**Description of the task**.
Where the line with "rough mask: <svg" appears in the records below, start there and transcribe each line exactly through the last.

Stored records
[Start of Attachment]

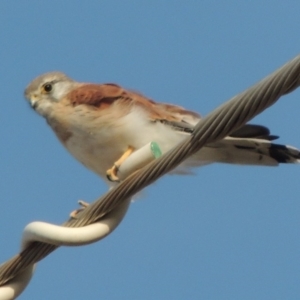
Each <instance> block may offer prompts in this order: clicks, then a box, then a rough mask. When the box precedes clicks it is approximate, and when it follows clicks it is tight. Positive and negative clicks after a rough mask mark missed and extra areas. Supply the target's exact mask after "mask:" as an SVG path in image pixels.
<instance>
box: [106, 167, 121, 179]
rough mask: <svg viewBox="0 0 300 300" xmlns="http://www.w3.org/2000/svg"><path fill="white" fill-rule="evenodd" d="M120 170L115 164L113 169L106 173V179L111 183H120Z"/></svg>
mask: <svg viewBox="0 0 300 300" xmlns="http://www.w3.org/2000/svg"><path fill="white" fill-rule="evenodd" d="M118 170H119V167H118V166H117V165H116V164H114V166H113V167H112V168H111V169H108V170H107V171H106V177H107V179H108V180H109V181H112V182H119V181H120V180H119V177H118V175H117V173H118Z"/></svg>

[End of Attachment]

**Answer for this exercise**.
rough mask: <svg viewBox="0 0 300 300" xmlns="http://www.w3.org/2000/svg"><path fill="white" fill-rule="evenodd" d="M120 170L115 164L113 169L106 173V179L111 183H120Z"/></svg>
mask: <svg viewBox="0 0 300 300" xmlns="http://www.w3.org/2000/svg"><path fill="white" fill-rule="evenodd" d="M118 170H119V167H118V166H117V165H116V164H114V166H113V167H112V168H111V169H108V170H107V171H106V177H107V179H108V180H109V181H112V182H119V181H120V180H119V177H118V175H117V173H118Z"/></svg>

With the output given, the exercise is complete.